Page extract ::
::::::

As preposterous as a Green Lantern Theory of Congress may be though, after watching the shutdown and Speakership drama unfold over the past two weeks, I remain worried there is a large contingent of lawmakers and Americans determined to will the theory into existence. After countless failed government shutdowns, threats of default, and leadership coups, Republicans have yet to learn their lesson. Each time, they come out of the experience more determined to win the next round. For them, it’s just a matter of using their own willpower to break the Democrats and bring dissenters into line, and to do that they will need more willpower, enough willpower to finally break the system so that they can prove they are in charge and command the system’s power without check or impediment.
The result would be a political system founded on order, efficiency, and unanimity. It would look a lot like the fireman’s assembly. Yet as lighthearted as that commercial may be or as much as its vision of a national legislature may resonate with us, it should also disturb us, as the alternative it offers to the messiness, contentiousness, and diversity inherent to Congress is a fascist fantasy.
FURTHER READING: “Kevin McCarthy Found Out He’s No Donald Trump” by Jill Lawrence of The Bulwark
Signals and Noise
DEVELOPING: War has erupted between Israel and Hamas fighters based in Gaza. Tension between Israel and Palestinians has been growing all year, but Hamas’ Saturday morning assault against Israel—which included thousands of rocket strikes, as well as land, sea, and air operations—came as a complete surprise to Israel. Hamas has occupied multiple towns and military posts in southern Israel, taken numerous hostages, and struck Tel Aviv and Jerusalem with rockets. Over 250 Israelis have died and thousands have been injured. Israeli counterstrikes have also killed more than 200 Palestinians and injured thousands.

::::::

Input ::
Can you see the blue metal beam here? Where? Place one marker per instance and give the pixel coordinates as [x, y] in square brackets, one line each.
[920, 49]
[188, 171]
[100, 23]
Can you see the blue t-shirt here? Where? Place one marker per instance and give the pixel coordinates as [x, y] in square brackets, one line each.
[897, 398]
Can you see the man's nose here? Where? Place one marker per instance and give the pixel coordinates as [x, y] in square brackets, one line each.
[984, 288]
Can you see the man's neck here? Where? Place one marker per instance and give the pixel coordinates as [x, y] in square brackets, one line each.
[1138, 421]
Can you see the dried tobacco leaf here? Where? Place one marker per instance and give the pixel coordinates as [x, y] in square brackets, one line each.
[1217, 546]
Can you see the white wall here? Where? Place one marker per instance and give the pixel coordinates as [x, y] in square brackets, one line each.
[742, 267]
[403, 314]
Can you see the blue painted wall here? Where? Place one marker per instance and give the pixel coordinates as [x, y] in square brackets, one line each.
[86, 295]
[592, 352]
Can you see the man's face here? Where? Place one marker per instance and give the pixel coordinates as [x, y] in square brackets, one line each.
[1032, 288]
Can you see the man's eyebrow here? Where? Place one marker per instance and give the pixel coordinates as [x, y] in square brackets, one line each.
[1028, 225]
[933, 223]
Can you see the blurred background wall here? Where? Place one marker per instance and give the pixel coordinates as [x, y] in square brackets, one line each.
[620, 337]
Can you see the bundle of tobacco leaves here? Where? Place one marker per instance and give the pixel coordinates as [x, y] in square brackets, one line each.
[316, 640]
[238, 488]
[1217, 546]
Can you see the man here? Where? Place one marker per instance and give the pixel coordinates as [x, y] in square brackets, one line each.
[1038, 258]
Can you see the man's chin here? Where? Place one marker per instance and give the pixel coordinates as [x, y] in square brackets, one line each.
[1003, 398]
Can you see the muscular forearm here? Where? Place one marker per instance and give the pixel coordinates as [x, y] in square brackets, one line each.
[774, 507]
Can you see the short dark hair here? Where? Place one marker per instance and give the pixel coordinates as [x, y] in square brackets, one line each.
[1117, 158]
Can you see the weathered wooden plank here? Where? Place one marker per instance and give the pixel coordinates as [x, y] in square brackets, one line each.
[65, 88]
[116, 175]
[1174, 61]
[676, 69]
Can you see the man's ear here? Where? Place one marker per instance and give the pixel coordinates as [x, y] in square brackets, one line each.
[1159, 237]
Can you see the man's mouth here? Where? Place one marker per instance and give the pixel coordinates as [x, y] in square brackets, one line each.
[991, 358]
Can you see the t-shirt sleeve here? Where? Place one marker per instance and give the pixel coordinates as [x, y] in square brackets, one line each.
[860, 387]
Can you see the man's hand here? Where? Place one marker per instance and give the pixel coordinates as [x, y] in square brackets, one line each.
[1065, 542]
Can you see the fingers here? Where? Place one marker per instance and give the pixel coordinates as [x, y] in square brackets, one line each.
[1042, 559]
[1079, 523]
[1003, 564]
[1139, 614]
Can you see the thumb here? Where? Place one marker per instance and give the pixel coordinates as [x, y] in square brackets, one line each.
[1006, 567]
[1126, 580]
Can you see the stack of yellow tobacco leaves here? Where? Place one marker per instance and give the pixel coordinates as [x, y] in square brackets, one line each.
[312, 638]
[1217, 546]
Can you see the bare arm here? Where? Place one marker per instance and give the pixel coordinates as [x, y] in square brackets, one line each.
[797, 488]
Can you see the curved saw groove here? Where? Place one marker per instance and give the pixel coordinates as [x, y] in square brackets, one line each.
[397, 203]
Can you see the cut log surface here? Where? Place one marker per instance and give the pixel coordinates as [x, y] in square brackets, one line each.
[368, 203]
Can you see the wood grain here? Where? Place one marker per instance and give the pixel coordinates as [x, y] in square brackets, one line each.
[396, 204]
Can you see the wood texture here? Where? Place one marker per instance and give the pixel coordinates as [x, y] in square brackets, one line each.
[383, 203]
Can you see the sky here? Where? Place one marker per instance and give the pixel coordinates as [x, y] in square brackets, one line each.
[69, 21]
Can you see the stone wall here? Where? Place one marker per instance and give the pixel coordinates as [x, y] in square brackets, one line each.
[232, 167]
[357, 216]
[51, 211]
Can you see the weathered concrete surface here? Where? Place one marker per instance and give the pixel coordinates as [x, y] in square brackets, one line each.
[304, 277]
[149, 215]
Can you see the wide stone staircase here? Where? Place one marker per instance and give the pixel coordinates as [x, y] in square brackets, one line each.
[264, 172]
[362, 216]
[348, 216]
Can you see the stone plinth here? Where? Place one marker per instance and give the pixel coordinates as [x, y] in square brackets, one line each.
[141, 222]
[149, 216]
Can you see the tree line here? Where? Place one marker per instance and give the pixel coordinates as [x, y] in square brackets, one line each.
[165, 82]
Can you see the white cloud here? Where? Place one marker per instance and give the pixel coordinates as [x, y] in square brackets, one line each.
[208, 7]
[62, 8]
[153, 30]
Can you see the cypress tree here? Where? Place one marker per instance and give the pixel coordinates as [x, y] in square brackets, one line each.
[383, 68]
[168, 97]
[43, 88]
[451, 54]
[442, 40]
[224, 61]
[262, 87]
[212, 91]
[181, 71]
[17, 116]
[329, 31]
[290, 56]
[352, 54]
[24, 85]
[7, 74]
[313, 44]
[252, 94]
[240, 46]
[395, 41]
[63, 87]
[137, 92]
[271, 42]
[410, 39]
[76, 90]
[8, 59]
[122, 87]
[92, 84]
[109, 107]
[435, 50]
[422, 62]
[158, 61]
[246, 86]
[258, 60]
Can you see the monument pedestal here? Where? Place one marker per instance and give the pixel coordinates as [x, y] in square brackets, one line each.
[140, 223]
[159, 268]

::::::

Exercise 1 :: Please rewrite everything from "As preposterous as" down to "check or impediment." in the commentary on Congress, replacing "willpower" with "resolve".
Exercise 2 :: State only how many lines of the records contain the word "white".

Correct response 1 ::
As preposterous as a Green Lantern Theory of Congress may be though, after watching the shutdown and Speakership drama unfold over the past two weeks, I remain worried there is a large contingent of lawmakers and Americans determined to will the theory into existence. After countless failed government shutdowns, threats of default, and leadership coups, Republicans have yet to learn their lesson. Each time, they come out of the experience more determined to win the next round. For them, it’s just a matter of using their own resolve to break the Democrats and bring dissenters into line, and to do that they will need more resolve, enough resolve to finally break the system so that they can prove they are in charge and command the system’s power without check or impediment.

Correct response 2 :: 2